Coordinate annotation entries
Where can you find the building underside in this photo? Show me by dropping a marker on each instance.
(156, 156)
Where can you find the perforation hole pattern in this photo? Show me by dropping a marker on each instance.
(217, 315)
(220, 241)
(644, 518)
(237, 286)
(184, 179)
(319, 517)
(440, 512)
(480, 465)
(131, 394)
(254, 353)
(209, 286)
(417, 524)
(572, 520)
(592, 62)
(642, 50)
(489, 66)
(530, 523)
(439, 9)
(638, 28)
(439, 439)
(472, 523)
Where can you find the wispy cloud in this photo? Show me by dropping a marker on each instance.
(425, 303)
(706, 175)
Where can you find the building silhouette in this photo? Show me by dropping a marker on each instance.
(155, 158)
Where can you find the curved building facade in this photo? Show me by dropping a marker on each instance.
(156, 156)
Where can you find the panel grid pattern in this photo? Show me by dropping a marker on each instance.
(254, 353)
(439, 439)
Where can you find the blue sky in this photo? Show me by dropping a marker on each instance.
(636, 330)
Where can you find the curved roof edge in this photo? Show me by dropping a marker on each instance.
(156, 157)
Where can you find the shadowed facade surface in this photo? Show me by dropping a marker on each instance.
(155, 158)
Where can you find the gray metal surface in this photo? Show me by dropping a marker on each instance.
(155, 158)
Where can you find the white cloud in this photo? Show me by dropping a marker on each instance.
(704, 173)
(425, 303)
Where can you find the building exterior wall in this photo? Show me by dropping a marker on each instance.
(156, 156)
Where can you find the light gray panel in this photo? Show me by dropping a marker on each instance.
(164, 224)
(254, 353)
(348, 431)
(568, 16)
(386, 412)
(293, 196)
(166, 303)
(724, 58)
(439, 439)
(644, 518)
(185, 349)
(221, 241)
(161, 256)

Requirement
Copy out all of the data exactly, leaving nothing out.

Completed task
Where can you find the building underside in this photo? Show me by dropping a marker on each instance.
(156, 156)
Where can you find the perforation hole pattern in this photo? Show me by dropping a marker on each instance.
(217, 315)
(220, 241)
(644, 518)
(237, 286)
(184, 179)
(319, 517)
(440, 512)
(480, 465)
(131, 394)
(254, 353)
(209, 286)
(417, 524)
(572, 520)
(592, 62)
(642, 50)
(489, 66)
(530, 523)
(439, 9)
(638, 28)
(439, 439)
(472, 523)
Where can you find the wispy cloud in this photo? Show me by dropping a marker on each instance.
(425, 303)
(706, 175)
Where can you find the building silhouette in this photo? Show me by dropping a marker on each instance.
(155, 158)
Where can you find the curved building facade in this photo? Show me by dropping a marker on each instance.
(156, 156)
Where can you find the panel grid pattern in this photo? Show me by dropping a marker on each instance.
(254, 353)
(439, 439)
Where can you find the blue sky in this photo? Show me by dropping a marker on each instance.
(636, 330)
Where can you find the curved roof edge in this photo? Show me by dropping a marker on each instance.
(156, 157)
Where can you find the shadowed facade surface in this photo? Show me by dropping a marker on each instance.
(155, 158)
Where can you find the gray metal surface in this photo? Show me by dropping a marker on each instance.
(155, 158)
Where can you find the white cloud in this photo? Show me by dropping a marker on each instance.
(704, 173)
(425, 303)
Where can you find the building exterior wall in this photo? Show me by dropping a marker on each instance.
(156, 156)
Where can you find the light gray panel in this photo? Show me by dropping a marker on each instance.
(164, 224)
(254, 353)
(348, 431)
(568, 16)
(386, 412)
(293, 196)
(166, 303)
(724, 58)
(439, 439)
(644, 518)
(185, 349)
(221, 241)
(161, 256)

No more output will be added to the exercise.